Questions to answer
1) In the intake tracker case study, what did the owner do at the end of each month to see a graph?
2) Write out the stretch of the intake tracker case study from "The goal: Replace" through "a stalled one.", word for word.
3) Does each statement below agree with the intake tracker case study? Answer yes or no for each, quoting the words that decide it.
(a) In the old tracker, new patients' numbering started over at one each month.
(b) The old tracker recorded where referrals came from.
(c) The dashboard lets the owner pick a target month and see a year-over-year comparison.

-------- Text provided --------

Overview
The numbers at the top of the spreadsheet had no labels. Only the owner knew what they meant.
The old First Contact Tracker was a system in the loosest sense — a yellow grid where new patients were numbered by hand each month, reset to one when the month turned, and entered however each staff member felt like entering them. Status updates lived in the notes column, when anyone remembered to write them. The totals couldn't really be trusted. Staff other than the original creator could barely read it, let alone act on it.
At the end of each month, the owner transferred the numbers manually into a separate spreadsheet just to see a graph.
The goal: Replace an informal, hard-to-trust spreadsheet with a structured intake pipeline the whole team could use and the owner could actually learn from.
The Challenge
The deeper problem wasn't the tallying. It was what happened in between. Staff working the old tracker regularly got stuck — who needs follow-up, how do we reach them, what's the next step? The sheet held data but gave no direction. A new inquiry looked the same as a stalled one.
Key gaps
- No defined follow-up stages — next steps lived in memory and scattered notes
- No conversion visibility — booking rates required counting by hand
- No referral source tracking — marketing spend with no way to measure return
- No year-over-year view — growth was a feeling, not a number
Approach
Every inquiry becomes a record with a defined lifecycle. Each patient moves through stages — New Inquiry, Contacted, Scheduled, First Visit Completed, Ongoing Care — with a color-coded view that makes the next action obvious. Staff no longer have to decide what to do. The stage tells them.
The dashboard runs live against that data. The owner selects a target month and sees current inquiries, projected pace, and a year-over-year comparison — without touching a calculator. What used to mean a separate spreadsheet and end-of-month tallying now updates on its own. The SEO contractor checks it to see whether his work is showing up in inquiry volume.
Reflection
The old system wasn't failing visibly. Staff were using it. The owner was working around its limits every month, transferring numbers by hand because that was just what you did.
The most useful thing here wasn't building the dashboard. It was showing someone who had always managed on instinct what it looked like to manage on information — and finding out they'd wanted that all along.

-------- Material shown --------

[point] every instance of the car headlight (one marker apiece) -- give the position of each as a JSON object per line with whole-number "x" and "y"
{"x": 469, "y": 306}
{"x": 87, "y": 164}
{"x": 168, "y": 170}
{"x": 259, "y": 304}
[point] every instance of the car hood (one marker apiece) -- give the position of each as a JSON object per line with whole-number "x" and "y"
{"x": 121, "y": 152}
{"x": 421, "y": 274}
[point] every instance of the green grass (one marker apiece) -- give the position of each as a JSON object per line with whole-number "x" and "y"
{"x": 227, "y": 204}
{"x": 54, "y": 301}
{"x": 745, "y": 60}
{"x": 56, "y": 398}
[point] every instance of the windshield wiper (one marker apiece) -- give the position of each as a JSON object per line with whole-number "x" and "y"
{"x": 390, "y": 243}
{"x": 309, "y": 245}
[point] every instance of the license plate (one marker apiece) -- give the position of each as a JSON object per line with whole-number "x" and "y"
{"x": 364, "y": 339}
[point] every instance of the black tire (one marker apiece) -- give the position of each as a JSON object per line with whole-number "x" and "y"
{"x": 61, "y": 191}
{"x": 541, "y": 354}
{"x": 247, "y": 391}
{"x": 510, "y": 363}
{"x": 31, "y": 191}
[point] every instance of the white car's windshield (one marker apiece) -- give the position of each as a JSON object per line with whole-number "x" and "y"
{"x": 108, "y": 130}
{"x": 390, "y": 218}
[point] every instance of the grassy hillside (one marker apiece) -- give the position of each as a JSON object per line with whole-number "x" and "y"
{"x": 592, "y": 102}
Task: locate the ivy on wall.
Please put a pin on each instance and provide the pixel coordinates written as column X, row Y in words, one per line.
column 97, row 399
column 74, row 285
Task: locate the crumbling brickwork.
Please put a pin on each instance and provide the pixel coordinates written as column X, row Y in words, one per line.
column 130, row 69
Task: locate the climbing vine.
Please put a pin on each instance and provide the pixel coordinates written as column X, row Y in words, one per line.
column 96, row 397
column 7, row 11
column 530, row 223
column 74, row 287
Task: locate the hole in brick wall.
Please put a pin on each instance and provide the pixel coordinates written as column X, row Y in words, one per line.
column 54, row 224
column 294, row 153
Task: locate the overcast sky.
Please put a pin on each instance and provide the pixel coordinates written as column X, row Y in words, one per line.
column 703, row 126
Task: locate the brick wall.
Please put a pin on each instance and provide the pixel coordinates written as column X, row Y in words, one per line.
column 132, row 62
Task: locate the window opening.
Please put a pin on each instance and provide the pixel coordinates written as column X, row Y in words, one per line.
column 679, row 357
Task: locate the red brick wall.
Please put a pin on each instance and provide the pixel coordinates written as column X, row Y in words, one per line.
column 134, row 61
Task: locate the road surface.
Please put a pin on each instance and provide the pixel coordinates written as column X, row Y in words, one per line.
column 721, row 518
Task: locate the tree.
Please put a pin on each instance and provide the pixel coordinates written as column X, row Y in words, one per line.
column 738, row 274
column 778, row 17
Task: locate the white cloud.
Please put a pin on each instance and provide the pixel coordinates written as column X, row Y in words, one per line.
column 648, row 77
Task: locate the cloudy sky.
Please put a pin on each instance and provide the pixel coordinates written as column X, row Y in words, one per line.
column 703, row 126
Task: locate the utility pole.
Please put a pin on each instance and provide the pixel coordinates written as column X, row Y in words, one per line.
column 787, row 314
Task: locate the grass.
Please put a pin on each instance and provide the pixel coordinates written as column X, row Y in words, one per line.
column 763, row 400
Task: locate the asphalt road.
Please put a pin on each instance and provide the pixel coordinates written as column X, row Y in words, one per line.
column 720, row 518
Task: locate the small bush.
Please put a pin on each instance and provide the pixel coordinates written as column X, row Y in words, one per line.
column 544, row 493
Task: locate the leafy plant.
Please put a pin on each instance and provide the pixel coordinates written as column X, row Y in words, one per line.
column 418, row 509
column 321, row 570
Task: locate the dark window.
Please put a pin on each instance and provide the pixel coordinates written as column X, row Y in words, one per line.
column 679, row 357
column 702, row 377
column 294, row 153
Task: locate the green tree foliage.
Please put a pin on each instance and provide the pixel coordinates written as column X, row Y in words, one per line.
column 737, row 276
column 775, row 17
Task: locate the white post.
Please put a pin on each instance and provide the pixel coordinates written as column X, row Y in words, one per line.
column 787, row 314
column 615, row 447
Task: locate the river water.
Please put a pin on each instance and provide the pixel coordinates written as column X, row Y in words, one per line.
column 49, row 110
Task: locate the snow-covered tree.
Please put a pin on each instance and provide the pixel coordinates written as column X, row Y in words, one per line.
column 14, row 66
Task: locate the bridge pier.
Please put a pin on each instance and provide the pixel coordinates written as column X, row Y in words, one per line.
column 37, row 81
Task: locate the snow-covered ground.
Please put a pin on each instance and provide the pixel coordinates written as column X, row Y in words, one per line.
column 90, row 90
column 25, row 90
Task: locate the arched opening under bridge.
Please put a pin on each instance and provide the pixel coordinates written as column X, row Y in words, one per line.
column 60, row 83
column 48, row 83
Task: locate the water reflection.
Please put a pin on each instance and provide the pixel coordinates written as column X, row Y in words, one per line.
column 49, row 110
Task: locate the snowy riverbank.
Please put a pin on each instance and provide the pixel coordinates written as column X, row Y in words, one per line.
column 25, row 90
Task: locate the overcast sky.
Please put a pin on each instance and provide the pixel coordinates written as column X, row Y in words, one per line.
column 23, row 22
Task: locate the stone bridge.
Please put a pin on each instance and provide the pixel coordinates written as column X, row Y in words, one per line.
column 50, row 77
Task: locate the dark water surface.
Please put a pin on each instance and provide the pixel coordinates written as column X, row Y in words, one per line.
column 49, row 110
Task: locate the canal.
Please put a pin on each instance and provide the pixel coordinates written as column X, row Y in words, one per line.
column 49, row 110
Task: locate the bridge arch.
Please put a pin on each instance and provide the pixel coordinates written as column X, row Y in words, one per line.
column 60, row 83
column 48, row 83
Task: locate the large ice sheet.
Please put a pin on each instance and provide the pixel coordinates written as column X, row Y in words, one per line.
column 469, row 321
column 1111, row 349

--------

Your written answers
1) The owner manually transferred the numbers into a separate spreadsheet.

2)
The goal: Replace an informal, hard-to-trust spreadsheet with a structured intake pipeline the whole team could use and the owner could actually learn from.
The Challenge
The deeper problem wasn't the tallying. It was what happened in between. Staff working the old tracker regularly got stuck — who needs follow-up, how do we reach them, what's the next step? The sheet held data but gave no direction. A new inquiry looked the same as a stalled one.

3)
(a) Yes: "reset to one when the month turned"
(b) No: "No referral source tracking — marketing spend with no way to measure return"
(c) Yes: "The owner selects a target month and sees current inquiries, projected pace, and a year-over-year comparison"